**TO BE DONE:**
Pick out every line in the listing below that contains the string "leaf", and copy each one unchanged.

-- start of DATA TO USE --

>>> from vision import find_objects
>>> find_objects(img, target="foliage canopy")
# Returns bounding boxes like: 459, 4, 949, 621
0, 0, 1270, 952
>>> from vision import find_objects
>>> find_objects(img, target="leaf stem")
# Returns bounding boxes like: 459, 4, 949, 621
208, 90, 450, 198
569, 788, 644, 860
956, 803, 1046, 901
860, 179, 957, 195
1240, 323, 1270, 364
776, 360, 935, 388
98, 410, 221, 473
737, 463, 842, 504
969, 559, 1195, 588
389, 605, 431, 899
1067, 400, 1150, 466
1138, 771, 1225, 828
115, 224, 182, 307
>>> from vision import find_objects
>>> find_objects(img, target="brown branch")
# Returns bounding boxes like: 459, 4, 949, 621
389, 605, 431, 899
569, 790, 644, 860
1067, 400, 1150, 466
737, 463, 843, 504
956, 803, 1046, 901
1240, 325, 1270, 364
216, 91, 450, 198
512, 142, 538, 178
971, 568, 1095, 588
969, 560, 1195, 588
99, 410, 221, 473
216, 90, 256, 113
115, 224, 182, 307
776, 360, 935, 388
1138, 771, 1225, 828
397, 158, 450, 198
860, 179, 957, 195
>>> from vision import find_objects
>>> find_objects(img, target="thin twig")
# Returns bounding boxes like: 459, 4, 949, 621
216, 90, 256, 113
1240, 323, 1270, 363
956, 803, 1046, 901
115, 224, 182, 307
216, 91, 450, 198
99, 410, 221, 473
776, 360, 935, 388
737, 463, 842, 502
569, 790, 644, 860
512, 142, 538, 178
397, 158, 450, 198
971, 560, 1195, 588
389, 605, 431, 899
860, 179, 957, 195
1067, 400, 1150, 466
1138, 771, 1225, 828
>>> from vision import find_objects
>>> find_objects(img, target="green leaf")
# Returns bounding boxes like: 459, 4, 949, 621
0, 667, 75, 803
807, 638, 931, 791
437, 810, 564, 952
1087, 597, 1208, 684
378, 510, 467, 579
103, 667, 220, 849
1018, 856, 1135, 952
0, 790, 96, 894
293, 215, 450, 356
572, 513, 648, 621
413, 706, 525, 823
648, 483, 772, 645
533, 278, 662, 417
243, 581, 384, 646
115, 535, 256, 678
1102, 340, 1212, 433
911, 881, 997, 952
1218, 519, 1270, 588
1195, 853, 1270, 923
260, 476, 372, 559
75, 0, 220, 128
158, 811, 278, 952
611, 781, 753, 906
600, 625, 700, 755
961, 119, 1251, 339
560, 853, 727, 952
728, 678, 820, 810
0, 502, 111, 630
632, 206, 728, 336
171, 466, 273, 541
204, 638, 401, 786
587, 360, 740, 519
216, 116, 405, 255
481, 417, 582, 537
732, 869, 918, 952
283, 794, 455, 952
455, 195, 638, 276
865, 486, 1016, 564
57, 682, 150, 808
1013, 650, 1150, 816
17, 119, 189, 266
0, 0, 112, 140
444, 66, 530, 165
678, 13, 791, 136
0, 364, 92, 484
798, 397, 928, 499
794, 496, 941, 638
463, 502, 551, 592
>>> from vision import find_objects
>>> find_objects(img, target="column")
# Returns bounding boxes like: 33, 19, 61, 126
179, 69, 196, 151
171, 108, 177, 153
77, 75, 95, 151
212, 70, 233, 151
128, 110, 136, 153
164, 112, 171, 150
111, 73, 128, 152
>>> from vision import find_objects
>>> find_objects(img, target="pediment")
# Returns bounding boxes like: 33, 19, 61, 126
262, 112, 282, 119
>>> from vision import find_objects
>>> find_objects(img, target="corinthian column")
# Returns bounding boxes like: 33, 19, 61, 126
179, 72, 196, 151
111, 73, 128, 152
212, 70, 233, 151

-- end of DATA TO USE --

**THE ANSWER:**
>>> find_objects(img, target="leaf stem")
>>> find_objects(img, target="green leaf")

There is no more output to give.